(Coordinate labeling data)
•••••

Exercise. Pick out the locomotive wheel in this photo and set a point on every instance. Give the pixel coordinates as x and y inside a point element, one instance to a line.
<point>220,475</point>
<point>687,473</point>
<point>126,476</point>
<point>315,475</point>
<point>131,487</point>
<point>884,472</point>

•••••

● Written problem:
Rewrite the records above as a two-column CSV with the columns "request" and "answer," giving one row per record. Put each request's text and its full answer in separate quoted fields, replacing line breaks with spaces.

● Solved problem:
request,answer
"Exercise. Pick out the locomotive wheel in this photo and set a point on every instance. Give the pixel coordinates as x and y inside a point element, one instance to a line.","<point>220,475</point> <point>687,473</point> <point>126,476</point> <point>315,475</point> <point>131,487</point> <point>884,472</point>"